Farmers on the Palouse are receiving national recognition for the quality of their legumes and environmentally friendly growing practices.

Several products from the Pacific Northwest Farmers Cooperative were winners in the Good Food Foundation’s 2020 Good Food Awards in the grains category. Winning products from the co-op, announced in January, were Pardina brown lentils, Madeline French green lentils and Pedrosillano garbanzo beans.

Spokeswoman Kim Davidson said the co-op has about 750 members within a 60-mile radius of Pullman and Moscow. Most work on multigeneration family farms. Their legumes are sold at Huckleberry’s, Moscow Food Co-op and restaurants throughout the region.

Davidson said this is the first year there was a grains category in the Good Food Foundation’s 10 years of existence.

“This is our first opportunity to enter, and we were thrilled we are the finalist,” she said.

Other categories include beer, charcuterie, cheese, chocolate, cider, coffee, fish and spirits.

Davidson said the co-op submitted its products for a blind tasting that came with cooking instructions. The Good Food Foundation also required the co-op to answer an in-depth questionnaire that explored the farmers’ growing practices.

The Good Food Awards recognize products that promote soil health, sustainable practices, are free of pesticides and herbicides, and do not use genetically modified ingredients.

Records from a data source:
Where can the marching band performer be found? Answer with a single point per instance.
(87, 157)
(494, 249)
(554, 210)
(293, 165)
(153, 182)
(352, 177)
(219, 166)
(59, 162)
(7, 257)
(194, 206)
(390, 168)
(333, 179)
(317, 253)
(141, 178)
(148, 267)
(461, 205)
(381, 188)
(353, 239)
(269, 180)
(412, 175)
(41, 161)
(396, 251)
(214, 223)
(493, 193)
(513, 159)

==

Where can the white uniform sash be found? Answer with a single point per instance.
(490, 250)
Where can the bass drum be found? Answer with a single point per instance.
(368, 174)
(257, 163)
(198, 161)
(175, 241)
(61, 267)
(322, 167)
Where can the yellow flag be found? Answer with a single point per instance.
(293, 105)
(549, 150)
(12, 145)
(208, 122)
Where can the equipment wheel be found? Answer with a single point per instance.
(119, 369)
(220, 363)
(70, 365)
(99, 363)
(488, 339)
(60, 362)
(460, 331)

> **Study questions**
1 > Condense the paragraph of the Palouse legume article beginning "Several products from the Pacific Northwest Farmers Cooperative" into a short bulleted list that keeps its main facts.
2 > Continue the Palouse legume article from its final sentence.

> **Task responses**
1 >
- Award: Good Food Foundation's 2020 Good Food Awards, grains category
- Winner: Pacific Northwest Farmers Cooperative
- Announced: January
- Winning products: Pardina brown lentils, Madeline French green lentils and Pedrosillano garbanzo beans

2 >
Davidson said Pacific Northwest Farmers Cooperative growers use sustainable practices, such as rotating crops and no-till practices. She said pesticides and herbicides are often not needed because legumes provide nitrogen for the soil and produce acid that naturally keep bugs away.

The goal behind entering this contest is to raise the profile of legumes and introduce more people to co-op products, she said. While people are generally familiar with garbanzo beans, many people, even on the Palouse, do not know much about lentils.

“Lentils are more of a mystery to people in general,” said Davidson, who pointed out the co-op sponsors the National Lentil Festival in Pullman every year.

Legumes have many favorable qualities, she said, including that they are cheap, easy to cook and do not need to be presoaked if they are fresh. And, local legumes come from healthy soil, thanks to environmentally friendly farming practices.

“Healthy food starts with healthy soil,” Davidson said.